Page extract:
******

On September 8, 2009, in response to this court's directive, Chadick filed with the court a document entitled, "Filing Pursuant to Order to Show Cause," in which he lists a total of six clients (identified as Clients, Nos. 1 through 6) from whom he had received fees ranging from $40.00 to $400.00 from January 10, 2008 up to March 20, 2009 ("Accounting"). The total fees represented to have been received for bankruptcies yet to be filed are $765.00. On September 9, 2009, Chadick filed a document captioned "Amended Filing Pursuant to Order to Show Cause." This document is identical to the original Accounting with one exception; it lists the dates that fees were initially received from all six clients which correspond to the dates of the initial conferences.

******

Tasks to carry out:
(1) Decide whether each statement agrees with the court excerpt, answering yes or no and quoting the words that settle it: (a) Chadick listed six clients in his filing. (b) The amended filing was made on September 10, 2009. (c) The total fees received for bankruptcies not yet filed came to $400.00.
(2) List every calendar date that appears in the court excerpt.

******

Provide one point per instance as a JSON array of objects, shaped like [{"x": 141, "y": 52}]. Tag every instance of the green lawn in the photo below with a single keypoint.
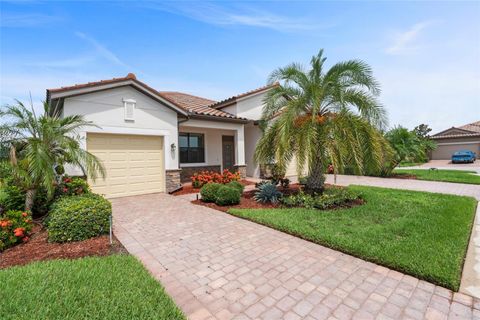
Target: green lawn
[
  {"x": 458, "y": 176},
  {"x": 113, "y": 287},
  {"x": 409, "y": 164},
  {"x": 423, "y": 234}
]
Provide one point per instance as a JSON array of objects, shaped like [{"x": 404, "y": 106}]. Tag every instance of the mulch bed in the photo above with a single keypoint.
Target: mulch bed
[
  {"x": 248, "y": 202},
  {"x": 187, "y": 188},
  {"x": 38, "y": 248}
]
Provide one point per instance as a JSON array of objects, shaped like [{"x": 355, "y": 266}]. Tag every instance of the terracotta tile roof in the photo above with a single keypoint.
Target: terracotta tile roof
[
  {"x": 474, "y": 126},
  {"x": 232, "y": 100},
  {"x": 189, "y": 103},
  {"x": 130, "y": 76},
  {"x": 194, "y": 104},
  {"x": 468, "y": 130}
]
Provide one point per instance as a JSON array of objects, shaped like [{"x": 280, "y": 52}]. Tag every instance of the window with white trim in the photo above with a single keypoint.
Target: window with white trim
[{"x": 129, "y": 106}]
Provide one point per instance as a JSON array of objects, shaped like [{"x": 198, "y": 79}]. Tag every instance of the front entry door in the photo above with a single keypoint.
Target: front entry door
[{"x": 228, "y": 153}]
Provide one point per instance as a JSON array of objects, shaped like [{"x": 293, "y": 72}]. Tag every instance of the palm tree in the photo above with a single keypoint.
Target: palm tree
[
  {"x": 323, "y": 117},
  {"x": 39, "y": 146}
]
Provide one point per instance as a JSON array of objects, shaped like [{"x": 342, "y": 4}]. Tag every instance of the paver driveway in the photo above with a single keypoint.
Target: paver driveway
[{"x": 216, "y": 266}]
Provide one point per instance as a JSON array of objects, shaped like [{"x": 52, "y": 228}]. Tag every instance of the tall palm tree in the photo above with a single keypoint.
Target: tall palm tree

******

Responses to the tasks:
(1)
(a) Yes: "he lists a total of six clients"
(b) No: "On September 9, 2009, Chadick filed a document captioned "Amended Filing Pursuant to Order to Show Cause.""
(c) No: "The total fees represented to have been received for bankruptcies yet to be filed are $765.00."

(2)
September 8, 2009
January 10, 2008
March 20, 2009
September 9, 2009